Work instructions: Please return every line from the entries that has the string "below" in it.

--

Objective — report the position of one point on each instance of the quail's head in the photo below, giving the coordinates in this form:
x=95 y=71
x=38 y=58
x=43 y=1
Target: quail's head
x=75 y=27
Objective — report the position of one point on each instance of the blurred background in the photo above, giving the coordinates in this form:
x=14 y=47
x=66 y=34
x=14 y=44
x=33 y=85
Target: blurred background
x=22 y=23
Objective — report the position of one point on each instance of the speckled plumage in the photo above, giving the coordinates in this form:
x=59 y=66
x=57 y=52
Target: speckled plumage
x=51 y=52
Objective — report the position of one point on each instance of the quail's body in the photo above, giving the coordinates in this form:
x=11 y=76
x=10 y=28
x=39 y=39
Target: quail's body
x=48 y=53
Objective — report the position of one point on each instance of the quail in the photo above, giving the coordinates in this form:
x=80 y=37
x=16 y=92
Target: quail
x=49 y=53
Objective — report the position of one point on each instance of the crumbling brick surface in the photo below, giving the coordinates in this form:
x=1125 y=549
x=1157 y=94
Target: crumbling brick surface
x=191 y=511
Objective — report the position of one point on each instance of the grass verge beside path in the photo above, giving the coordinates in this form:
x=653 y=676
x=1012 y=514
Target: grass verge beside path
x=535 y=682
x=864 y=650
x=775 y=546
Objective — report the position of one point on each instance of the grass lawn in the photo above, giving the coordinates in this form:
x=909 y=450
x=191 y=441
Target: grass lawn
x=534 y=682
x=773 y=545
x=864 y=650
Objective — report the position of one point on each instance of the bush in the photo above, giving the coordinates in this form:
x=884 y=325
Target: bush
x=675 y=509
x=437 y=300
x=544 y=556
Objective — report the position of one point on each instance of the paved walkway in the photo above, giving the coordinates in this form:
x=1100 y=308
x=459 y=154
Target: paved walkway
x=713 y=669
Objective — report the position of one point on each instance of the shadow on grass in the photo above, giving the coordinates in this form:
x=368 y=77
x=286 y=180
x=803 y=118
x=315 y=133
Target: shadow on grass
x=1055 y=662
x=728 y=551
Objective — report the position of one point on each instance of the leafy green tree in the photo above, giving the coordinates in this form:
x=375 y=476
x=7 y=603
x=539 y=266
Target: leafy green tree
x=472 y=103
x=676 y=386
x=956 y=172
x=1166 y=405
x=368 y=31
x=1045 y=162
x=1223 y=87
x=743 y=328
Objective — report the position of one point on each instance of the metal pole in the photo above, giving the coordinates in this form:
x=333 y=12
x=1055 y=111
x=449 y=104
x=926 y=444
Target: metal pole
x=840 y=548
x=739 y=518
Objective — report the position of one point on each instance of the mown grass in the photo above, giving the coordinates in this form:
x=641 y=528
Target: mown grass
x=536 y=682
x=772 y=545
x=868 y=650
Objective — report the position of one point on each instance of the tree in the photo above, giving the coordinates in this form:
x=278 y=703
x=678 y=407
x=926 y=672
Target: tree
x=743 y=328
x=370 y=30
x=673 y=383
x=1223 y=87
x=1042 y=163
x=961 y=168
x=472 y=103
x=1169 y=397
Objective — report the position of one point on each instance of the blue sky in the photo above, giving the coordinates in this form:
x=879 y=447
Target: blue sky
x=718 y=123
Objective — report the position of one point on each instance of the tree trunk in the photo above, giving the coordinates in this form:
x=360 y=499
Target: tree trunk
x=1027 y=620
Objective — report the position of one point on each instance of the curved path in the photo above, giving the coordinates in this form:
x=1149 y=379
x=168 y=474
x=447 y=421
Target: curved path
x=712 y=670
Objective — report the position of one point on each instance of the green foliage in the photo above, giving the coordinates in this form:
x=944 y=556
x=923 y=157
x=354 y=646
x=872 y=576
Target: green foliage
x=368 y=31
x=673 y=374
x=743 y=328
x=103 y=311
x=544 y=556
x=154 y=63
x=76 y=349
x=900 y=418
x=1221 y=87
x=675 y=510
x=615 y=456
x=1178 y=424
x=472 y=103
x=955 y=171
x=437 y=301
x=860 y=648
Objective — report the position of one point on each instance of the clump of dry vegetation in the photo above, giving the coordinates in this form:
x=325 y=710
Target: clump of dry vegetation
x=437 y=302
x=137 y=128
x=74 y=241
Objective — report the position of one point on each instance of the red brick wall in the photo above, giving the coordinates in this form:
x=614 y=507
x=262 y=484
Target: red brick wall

--

Expected output:
Objective — report the position of one point on each instance of the quail's head in the photo below, giving the coordinates in this form:
Objective — report the position of one point on each instance of the crumbling brick surface in the photo below, giving the coordinates in this form:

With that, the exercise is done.